EXERCISE DETAILS
Reproduce the listing below verbatim, line by line, but omit the picture.

··· GIVEN DATA

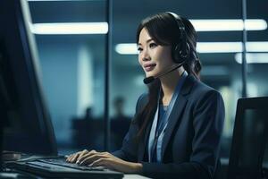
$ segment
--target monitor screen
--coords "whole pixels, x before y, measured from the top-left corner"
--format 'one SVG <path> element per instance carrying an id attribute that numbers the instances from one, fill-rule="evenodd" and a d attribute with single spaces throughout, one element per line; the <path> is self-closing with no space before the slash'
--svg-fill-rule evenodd
<path id="1" fill-rule="evenodd" d="M 27 0 L 0 1 L 0 118 L 3 149 L 55 155 L 56 143 L 42 93 Z"/>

······

WORKED ANSWER
$ segment
--target monitor screen
--coords "whole pixels, x before y, measured from the top-left corner"
--format 'one SVG <path> element per instance carrying an id attribute that numbers the instances from one, fill-rule="evenodd" and a d attribute with single spaces throughout, one element per line; the <path> is self-closing with no space before the slash'
--svg-fill-rule evenodd
<path id="1" fill-rule="evenodd" d="M 27 0 L 0 1 L 0 118 L 3 149 L 55 155 L 56 143 L 42 93 Z"/>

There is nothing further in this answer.